* WHAT YOU NEED TO DO: Only the lines from the beginning of the data through the line holding "Find every instance of the grass lawn" belong in the answer, printed exactly and without pictures.

[Point localization data]
__________________________________________________
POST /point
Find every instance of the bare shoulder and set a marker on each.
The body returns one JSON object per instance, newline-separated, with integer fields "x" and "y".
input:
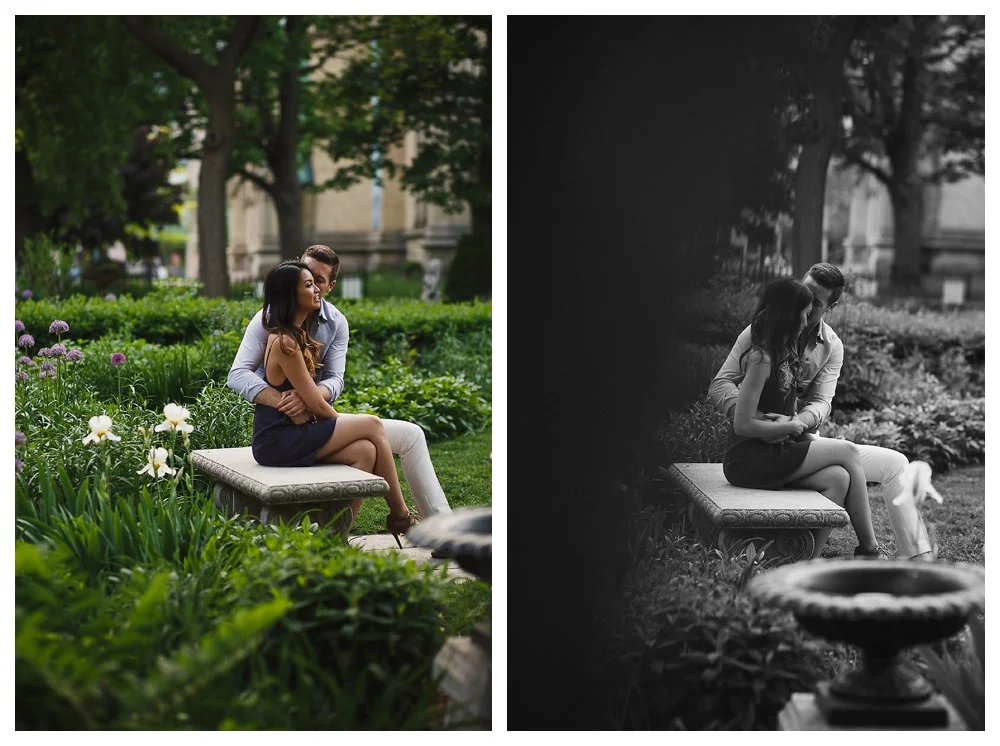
{"x": 755, "y": 357}
{"x": 282, "y": 344}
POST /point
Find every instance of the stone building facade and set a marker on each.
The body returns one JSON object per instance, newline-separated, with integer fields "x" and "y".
{"x": 954, "y": 233}
{"x": 368, "y": 226}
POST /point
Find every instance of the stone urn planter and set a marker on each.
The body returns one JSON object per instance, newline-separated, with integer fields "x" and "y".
{"x": 882, "y": 607}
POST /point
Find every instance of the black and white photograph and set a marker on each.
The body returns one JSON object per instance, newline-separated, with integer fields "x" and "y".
{"x": 749, "y": 253}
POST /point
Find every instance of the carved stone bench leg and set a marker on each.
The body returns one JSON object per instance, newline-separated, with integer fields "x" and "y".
{"x": 707, "y": 531}
{"x": 334, "y": 515}
{"x": 790, "y": 545}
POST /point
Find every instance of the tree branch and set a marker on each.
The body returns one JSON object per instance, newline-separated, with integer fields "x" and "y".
{"x": 189, "y": 65}
{"x": 255, "y": 179}
{"x": 239, "y": 42}
{"x": 857, "y": 157}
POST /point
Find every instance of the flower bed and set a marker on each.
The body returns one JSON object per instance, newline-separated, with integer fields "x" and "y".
{"x": 140, "y": 606}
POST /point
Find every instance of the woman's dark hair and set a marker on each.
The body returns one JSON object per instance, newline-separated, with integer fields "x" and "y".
{"x": 775, "y": 326}
{"x": 280, "y": 305}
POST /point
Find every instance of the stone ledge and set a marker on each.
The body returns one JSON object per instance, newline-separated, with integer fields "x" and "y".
{"x": 727, "y": 506}
{"x": 286, "y": 485}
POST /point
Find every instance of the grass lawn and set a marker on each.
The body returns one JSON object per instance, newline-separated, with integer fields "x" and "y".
{"x": 959, "y": 522}
{"x": 464, "y": 469}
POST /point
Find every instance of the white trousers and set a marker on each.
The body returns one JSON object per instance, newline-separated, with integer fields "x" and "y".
{"x": 884, "y": 467}
{"x": 408, "y": 442}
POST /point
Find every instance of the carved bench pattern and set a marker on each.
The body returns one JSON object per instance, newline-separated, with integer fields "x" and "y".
{"x": 286, "y": 493}
{"x": 724, "y": 515}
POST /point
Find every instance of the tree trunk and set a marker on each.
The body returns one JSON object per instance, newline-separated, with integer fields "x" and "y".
{"x": 907, "y": 215}
{"x": 282, "y": 156}
{"x": 826, "y": 82}
{"x": 217, "y": 150}
{"x": 810, "y": 194}
{"x": 903, "y": 149}
{"x": 217, "y": 84}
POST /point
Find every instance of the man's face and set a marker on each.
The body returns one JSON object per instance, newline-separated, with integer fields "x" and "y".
{"x": 821, "y": 301}
{"x": 321, "y": 274}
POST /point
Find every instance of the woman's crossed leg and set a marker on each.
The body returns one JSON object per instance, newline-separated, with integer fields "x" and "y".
{"x": 825, "y": 453}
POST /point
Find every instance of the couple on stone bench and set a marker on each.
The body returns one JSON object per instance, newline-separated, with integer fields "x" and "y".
{"x": 291, "y": 364}
{"x": 777, "y": 385}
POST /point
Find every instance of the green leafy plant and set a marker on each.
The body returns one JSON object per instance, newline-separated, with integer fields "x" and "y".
{"x": 697, "y": 434}
{"x": 699, "y": 654}
{"x": 961, "y": 675}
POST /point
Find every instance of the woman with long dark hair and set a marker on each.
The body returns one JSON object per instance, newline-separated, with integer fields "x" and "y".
{"x": 764, "y": 449}
{"x": 290, "y": 361}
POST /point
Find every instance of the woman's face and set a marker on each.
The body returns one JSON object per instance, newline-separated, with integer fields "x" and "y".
{"x": 307, "y": 296}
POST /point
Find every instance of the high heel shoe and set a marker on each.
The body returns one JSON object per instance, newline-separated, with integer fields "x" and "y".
{"x": 401, "y": 524}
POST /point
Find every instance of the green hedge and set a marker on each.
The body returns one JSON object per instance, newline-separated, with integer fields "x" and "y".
{"x": 172, "y": 316}
{"x": 695, "y": 652}
{"x": 267, "y": 629}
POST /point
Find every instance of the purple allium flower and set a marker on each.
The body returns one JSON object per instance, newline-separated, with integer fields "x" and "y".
{"x": 58, "y": 327}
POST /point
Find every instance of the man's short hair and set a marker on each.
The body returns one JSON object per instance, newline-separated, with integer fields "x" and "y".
{"x": 326, "y": 255}
{"x": 830, "y": 277}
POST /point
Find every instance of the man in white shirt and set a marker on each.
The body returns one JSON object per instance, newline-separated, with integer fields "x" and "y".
{"x": 246, "y": 378}
{"x": 823, "y": 355}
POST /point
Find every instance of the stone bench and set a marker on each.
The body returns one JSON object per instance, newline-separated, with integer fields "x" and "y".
{"x": 724, "y": 515}
{"x": 285, "y": 493}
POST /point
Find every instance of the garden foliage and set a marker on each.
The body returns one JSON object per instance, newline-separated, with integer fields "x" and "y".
{"x": 695, "y": 651}
{"x": 138, "y": 604}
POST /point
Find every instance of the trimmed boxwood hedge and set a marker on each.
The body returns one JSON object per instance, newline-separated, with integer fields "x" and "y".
{"x": 171, "y": 317}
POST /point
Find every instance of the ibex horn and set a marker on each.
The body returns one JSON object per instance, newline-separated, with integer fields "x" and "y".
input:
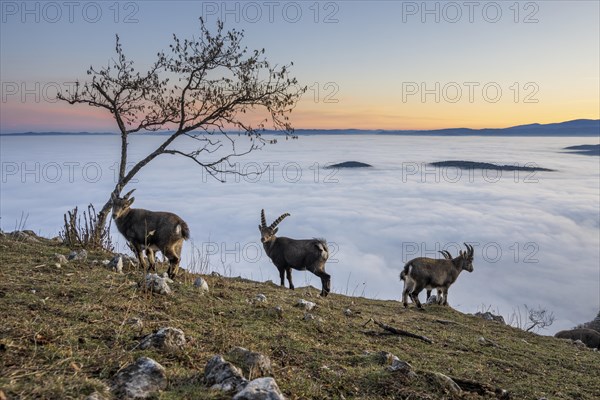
{"x": 469, "y": 249}
{"x": 278, "y": 220}
{"x": 129, "y": 194}
{"x": 263, "y": 220}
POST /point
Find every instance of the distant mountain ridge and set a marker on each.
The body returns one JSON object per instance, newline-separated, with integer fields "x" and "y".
{"x": 578, "y": 127}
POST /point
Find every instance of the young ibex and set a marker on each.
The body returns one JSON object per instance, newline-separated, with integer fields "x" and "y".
{"x": 286, "y": 253}
{"x": 447, "y": 256}
{"x": 150, "y": 231}
{"x": 428, "y": 273}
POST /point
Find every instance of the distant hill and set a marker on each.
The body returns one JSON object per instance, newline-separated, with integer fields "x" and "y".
{"x": 585, "y": 149}
{"x": 578, "y": 127}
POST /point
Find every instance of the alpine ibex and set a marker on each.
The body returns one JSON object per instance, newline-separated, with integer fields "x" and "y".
{"x": 286, "y": 253}
{"x": 447, "y": 256}
{"x": 150, "y": 231}
{"x": 429, "y": 273}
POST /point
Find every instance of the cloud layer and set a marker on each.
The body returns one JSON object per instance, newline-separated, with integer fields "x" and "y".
{"x": 536, "y": 236}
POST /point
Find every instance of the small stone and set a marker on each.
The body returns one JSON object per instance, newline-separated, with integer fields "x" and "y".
{"x": 135, "y": 322}
{"x": 201, "y": 285}
{"x": 386, "y": 358}
{"x": 261, "y": 298}
{"x": 24, "y": 236}
{"x": 95, "y": 396}
{"x": 116, "y": 264}
{"x": 254, "y": 365}
{"x": 78, "y": 255}
{"x": 157, "y": 284}
{"x": 61, "y": 259}
{"x": 169, "y": 339}
{"x": 308, "y": 317}
{"x": 224, "y": 376}
{"x": 260, "y": 389}
{"x": 486, "y": 342}
{"x": 140, "y": 380}
{"x": 278, "y": 311}
{"x": 402, "y": 367}
{"x": 307, "y": 305}
{"x": 488, "y": 316}
{"x": 446, "y": 382}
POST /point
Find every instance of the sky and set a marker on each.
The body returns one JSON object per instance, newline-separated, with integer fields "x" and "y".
{"x": 367, "y": 65}
{"x": 536, "y": 235}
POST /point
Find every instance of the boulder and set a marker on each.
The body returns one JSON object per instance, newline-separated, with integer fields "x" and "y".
{"x": 260, "y": 389}
{"x": 140, "y": 380}
{"x": 169, "y": 339}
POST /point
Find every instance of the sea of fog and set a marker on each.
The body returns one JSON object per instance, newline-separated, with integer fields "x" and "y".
{"x": 536, "y": 235}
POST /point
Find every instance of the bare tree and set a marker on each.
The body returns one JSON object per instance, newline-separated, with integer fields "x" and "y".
{"x": 534, "y": 319}
{"x": 201, "y": 89}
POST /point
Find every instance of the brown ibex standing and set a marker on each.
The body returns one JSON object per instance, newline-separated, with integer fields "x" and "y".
{"x": 286, "y": 253}
{"x": 428, "y": 273}
{"x": 150, "y": 231}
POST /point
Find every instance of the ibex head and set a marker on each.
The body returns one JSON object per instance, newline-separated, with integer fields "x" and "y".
{"x": 446, "y": 254}
{"x": 467, "y": 258}
{"x": 121, "y": 204}
{"x": 267, "y": 233}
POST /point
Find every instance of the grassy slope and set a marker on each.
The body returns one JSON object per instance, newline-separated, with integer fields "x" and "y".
{"x": 69, "y": 338}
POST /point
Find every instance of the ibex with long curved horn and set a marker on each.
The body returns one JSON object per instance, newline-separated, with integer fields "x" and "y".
{"x": 422, "y": 273}
{"x": 150, "y": 231}
{"x": 286, "y": 253}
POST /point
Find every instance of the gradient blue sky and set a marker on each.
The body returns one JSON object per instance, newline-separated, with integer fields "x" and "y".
{"x": 367, "y": 51}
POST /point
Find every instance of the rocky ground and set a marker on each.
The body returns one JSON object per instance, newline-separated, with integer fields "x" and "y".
{"x": 90, "y": 325}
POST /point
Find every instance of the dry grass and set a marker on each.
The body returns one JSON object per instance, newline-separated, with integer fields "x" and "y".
__________________________________________________
* YOUR RESPONSE:
POST /point
Find every instance of the bare shoulder and set a marker on each.
The body returns one JSON object per instance, newline-separated, with integer fields "x" and "y".
input:
{"x": 755, "y": 357}
{"x": 282, "y": 344}
POST /point
Find every instance of the stone building facade and set a marker on each.
The body returns one JSON object per instance, newline-separated, with integer fields "x" and "y".
{"x": 954, "y": 233}
{"x": 368, "y": 226}
POST /point
Find every instance of the stone urn planter and set a marker on each.
The body returns one JSON object per instance, newline-separated, with integer fields "x" and "y".
{"x": 882, "y": 607}
POST /point
Find every instance of the black and white photograph and set a marker on each.
The body returns one JSON object per instance, newline-separated, with integer fields "x" and "y".
{"x": 749, "y": 253}
POST /point
Find every instance of the carved stone bench leg and set a marker on each.
The body returns one JSON object per instance, newline-separated, with integer fields "x" and "y".
{"x": 707, "y": 531}
{"x": 334, "y": 515}
{"x": 790, "y": 545}
POST /point
Find every instance of the tree branch and set a marker on each.
The body returns one JSON object per instance, newline-separated, with integer fields "x" and "y".
{"x": 189, "y": 65}
{"x": 255, "y": 179}
{"x": 239, "y": 42}
{"x": 857, "y": 157}
POST /point
Find every instance of the flower bed and set a marker on each.
The body returns one JSON object per instance, newline-separated, with integer fields "x" and "y".
{"x": 140, "y": 606}
POST /point
Find every instance of the woman's dark hair and set a marker on each.
The body returns one JSON object per instance, newline-separated, with integer fields "x" and "y".
{"x": 775, "y": 326}
{"x": 280, "y": 305}
POST /point
Find every instance of the stone ledge and set a marker on each.
The body returns one JSON object per instance, newline-separated, with integer fields "x" and "y".
{"x": 727, "y": 506}
{"x": 286, "y": 485}
POST /point
Find every instance of the grass lawn and set a marker on each.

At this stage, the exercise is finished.